- Written request
Repeat exactly, and only, the lines from the one containing "Target: clock face on tower" through the end of the records.

(Source records)
━━━━━━━━━━

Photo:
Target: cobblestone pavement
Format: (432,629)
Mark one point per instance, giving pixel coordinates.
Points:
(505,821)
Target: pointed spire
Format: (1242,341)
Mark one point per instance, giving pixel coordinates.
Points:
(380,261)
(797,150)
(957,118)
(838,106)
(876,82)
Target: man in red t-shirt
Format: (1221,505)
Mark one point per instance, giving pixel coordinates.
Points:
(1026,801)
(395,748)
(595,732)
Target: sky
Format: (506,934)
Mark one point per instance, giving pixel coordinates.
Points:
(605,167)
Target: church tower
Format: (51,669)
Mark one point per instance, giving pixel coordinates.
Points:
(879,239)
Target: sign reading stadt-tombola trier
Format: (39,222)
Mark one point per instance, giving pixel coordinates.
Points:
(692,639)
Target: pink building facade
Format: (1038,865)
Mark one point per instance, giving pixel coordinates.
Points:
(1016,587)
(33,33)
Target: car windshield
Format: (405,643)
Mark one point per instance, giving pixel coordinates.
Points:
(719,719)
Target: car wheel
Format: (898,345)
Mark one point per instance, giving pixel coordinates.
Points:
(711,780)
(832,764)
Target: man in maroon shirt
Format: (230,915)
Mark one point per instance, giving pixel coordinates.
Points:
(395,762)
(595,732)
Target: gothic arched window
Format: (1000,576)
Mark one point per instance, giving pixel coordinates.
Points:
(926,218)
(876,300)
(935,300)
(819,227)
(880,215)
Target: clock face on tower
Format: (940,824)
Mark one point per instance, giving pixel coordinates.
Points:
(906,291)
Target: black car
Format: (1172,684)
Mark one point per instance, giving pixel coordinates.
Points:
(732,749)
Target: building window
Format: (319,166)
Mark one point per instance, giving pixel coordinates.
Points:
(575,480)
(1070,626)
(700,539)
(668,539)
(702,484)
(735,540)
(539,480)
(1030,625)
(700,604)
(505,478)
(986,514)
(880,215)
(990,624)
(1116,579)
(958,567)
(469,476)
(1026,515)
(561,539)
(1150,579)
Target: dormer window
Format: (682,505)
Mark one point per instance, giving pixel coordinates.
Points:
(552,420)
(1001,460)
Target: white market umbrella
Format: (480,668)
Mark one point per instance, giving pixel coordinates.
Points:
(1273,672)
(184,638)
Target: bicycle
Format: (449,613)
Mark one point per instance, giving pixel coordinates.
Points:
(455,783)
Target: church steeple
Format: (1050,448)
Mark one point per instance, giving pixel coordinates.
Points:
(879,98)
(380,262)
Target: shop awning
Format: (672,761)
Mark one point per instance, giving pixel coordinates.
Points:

━━━━━━━━━━

- Solution to this task
Target: clock face on tower
Format: (940,824)
Mark one point per instance, giving pixel coordinates.
Points:
(906,291)
Target: black car
Format: (1172,684)
Mark one point per instance, giving pixel coordinates.
Points:
(732,749)
Target: building window
Format: (319,166)
Mark one point per instance, giving pixel coordinates.
Points:
(575,480)
(1070,626)
(700,539)
(668,539)
(702,484)
(735,540)
(539,480)
(1030,625)
(700,604)
(505,478)
(986,514)
(880,215)
(990,624)
(1116,579)
(958,567)
(469,476)
(1026,515)
(561,539)
(1150,579)
Target: dormer window
Format: (682,505)
Mark one point per instance, giving pixel coordinates.
Points:
(552,420)
(1001,460)
Target: white market umbrella
Format: (480,668)
Mark one point per instance, giving pixel coordinates.
Points:
(1273,672)
(184,638)
Target: bicycle
Format: (449,613)
Mark one point per instance, giving pixel coordinates.
Points:
(455,783)
Target: church steeple
Format: (1050,448)
Mark one point per instance, giving pixel coordinates.
Points:
(879,98)
(380,262)
Target: shop awning
Format: (672,761)
Mark one point per instance, giving pixel coordinates.
Points:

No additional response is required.